Records to process
┌────────

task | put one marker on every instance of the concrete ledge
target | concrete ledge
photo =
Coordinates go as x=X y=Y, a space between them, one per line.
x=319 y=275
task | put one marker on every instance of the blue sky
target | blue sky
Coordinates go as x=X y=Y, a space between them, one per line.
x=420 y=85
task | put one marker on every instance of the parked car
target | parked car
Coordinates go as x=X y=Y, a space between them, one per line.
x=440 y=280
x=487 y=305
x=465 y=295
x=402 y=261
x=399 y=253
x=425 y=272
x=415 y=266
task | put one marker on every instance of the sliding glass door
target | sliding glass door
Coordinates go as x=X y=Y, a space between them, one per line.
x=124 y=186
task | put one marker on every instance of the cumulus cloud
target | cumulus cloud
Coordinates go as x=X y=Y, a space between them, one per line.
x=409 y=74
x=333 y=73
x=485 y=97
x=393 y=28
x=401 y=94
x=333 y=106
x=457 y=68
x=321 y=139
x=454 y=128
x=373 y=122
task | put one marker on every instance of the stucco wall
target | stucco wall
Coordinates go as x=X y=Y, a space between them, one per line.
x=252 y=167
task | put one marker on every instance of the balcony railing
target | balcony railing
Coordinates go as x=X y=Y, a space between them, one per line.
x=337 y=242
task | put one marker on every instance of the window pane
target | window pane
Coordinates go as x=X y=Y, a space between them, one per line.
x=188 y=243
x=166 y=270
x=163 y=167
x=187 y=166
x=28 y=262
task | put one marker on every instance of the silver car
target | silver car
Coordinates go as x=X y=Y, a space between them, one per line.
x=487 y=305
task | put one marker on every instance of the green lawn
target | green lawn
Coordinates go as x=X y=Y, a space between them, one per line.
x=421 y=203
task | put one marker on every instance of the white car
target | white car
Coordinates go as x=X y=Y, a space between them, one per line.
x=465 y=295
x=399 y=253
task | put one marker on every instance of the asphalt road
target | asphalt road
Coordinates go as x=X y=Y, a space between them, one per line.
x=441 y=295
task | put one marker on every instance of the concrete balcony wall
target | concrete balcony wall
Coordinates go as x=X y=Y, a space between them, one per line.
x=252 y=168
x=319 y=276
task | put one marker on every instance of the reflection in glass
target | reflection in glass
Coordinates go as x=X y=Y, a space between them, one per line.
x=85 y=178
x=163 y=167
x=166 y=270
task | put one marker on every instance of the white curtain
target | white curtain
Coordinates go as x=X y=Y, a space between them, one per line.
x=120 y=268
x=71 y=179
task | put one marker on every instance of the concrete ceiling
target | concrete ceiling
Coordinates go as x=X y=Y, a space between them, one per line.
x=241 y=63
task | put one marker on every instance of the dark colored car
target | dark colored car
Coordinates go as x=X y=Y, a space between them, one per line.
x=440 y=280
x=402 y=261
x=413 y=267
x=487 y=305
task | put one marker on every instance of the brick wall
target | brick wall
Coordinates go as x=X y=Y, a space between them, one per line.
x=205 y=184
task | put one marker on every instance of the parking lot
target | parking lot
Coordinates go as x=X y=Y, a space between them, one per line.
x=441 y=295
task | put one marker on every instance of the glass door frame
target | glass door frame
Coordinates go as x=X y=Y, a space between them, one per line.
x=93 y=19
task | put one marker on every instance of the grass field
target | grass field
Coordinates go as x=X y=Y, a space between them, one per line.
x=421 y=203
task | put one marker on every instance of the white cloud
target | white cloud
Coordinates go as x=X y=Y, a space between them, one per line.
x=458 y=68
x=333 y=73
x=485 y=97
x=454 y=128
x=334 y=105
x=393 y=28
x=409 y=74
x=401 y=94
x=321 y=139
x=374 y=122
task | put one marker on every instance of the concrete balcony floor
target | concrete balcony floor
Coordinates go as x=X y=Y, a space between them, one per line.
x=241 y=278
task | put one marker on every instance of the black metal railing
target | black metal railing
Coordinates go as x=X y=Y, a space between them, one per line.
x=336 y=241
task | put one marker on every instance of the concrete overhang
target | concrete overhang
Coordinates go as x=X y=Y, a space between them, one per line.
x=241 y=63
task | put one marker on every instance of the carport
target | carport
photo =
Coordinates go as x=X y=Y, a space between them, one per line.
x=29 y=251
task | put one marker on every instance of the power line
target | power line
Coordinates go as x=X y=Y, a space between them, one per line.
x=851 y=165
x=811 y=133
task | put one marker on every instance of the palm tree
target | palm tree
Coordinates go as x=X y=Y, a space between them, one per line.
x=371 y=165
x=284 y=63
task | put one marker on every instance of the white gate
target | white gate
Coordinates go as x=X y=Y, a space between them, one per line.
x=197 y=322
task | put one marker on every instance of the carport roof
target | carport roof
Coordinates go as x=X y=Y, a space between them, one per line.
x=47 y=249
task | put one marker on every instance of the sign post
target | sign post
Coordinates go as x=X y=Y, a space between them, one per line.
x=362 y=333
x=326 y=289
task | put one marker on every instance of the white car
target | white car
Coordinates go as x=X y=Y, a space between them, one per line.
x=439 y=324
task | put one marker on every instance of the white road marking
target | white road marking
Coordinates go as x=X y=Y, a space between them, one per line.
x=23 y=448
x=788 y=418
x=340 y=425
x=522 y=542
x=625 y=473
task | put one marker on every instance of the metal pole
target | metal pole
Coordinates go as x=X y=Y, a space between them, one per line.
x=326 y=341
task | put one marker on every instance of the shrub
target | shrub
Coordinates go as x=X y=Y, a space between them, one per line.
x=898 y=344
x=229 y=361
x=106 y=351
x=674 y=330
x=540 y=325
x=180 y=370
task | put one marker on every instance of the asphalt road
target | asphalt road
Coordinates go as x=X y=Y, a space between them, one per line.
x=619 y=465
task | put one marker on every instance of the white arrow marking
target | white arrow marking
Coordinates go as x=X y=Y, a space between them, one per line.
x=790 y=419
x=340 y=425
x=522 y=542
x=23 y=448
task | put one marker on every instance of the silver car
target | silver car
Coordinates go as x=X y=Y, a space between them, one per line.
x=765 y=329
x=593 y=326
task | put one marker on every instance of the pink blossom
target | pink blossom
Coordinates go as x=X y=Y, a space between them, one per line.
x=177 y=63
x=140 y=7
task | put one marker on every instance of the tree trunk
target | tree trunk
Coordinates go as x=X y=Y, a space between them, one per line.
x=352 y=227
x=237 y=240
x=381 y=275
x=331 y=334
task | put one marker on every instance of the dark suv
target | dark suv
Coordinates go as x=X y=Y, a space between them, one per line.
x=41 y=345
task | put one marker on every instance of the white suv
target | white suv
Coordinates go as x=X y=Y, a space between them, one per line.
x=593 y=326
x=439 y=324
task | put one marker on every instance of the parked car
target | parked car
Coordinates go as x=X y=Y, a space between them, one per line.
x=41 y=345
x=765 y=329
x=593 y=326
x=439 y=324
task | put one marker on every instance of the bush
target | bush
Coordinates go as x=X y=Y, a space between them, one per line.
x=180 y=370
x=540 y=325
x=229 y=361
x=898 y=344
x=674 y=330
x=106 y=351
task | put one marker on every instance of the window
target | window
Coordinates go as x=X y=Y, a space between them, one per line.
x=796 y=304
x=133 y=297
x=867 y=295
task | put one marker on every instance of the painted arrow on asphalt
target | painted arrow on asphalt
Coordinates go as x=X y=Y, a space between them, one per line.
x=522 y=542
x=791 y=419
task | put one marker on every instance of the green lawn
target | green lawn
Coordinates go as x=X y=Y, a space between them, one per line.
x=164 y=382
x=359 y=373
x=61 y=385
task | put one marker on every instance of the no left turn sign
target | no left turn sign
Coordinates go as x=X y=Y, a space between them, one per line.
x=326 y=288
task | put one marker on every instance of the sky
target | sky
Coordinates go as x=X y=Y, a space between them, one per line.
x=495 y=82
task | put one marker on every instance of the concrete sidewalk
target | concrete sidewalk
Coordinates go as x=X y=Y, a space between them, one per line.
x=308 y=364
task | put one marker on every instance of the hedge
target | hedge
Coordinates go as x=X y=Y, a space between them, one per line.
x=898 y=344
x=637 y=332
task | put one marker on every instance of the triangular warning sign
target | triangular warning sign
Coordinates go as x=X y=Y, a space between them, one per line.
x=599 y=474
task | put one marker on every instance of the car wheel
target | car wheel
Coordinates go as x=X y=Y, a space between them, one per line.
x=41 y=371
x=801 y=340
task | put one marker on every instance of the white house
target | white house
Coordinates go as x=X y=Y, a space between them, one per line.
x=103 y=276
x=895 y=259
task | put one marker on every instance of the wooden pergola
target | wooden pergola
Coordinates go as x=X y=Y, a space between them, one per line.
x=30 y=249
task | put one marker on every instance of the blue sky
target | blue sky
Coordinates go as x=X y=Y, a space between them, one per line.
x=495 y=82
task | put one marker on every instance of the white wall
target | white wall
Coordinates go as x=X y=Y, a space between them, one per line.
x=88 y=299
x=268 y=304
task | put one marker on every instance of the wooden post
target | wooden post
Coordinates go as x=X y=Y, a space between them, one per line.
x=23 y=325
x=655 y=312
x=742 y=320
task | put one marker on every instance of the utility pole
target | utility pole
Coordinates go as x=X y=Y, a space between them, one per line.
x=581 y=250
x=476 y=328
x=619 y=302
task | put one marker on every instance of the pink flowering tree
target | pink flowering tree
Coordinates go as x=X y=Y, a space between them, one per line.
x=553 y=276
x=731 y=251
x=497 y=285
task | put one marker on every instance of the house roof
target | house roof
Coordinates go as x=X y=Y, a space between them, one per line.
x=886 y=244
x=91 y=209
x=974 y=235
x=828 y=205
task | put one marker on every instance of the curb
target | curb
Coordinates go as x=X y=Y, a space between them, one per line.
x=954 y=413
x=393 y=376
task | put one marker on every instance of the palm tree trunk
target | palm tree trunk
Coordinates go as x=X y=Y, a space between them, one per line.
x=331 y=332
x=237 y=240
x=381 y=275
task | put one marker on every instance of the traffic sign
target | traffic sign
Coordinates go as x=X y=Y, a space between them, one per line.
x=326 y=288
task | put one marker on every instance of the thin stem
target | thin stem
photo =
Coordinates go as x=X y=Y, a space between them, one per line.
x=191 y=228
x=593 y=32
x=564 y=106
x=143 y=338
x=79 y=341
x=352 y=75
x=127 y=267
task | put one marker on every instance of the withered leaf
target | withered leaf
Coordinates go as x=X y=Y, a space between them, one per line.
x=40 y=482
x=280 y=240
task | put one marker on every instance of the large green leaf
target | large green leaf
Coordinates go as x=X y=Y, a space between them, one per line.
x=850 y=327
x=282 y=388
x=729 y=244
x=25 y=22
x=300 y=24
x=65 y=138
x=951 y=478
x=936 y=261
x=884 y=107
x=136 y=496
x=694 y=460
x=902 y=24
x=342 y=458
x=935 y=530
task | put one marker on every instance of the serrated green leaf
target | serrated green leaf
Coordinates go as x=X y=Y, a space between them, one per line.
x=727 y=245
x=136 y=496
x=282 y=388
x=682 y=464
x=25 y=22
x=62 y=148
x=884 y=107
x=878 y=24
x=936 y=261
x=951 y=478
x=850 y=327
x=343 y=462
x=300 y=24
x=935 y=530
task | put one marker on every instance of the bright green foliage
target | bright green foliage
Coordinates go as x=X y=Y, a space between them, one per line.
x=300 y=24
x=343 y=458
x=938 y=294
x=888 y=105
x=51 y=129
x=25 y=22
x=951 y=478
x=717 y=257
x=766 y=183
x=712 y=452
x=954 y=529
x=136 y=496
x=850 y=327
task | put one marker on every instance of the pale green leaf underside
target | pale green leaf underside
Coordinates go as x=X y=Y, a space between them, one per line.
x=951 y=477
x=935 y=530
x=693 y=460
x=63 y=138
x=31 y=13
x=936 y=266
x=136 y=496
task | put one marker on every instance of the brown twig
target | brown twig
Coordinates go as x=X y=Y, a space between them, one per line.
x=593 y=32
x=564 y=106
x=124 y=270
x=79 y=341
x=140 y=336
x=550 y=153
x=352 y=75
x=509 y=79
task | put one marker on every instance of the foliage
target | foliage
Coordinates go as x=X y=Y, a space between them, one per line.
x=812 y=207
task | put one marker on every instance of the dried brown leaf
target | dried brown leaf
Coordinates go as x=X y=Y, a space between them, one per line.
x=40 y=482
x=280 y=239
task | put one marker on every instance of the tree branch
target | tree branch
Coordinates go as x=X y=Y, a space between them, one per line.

└────────

Please copy the rows above from the line containing "task | put one marker on every instance of the dried" through the final line, reproducing each line word for word.

Exercise response
task | put one marker on every instance of the dried brown leaf
target | dried brown leaf
Coordinates go as x=X y=Y, a space between them, one per line.
x=40 y=482
x=280 y=239
task | put one marker on every instance of the tree branch
target | tree branch
Coordinates go as x=X y=Y, a space between them, one per line.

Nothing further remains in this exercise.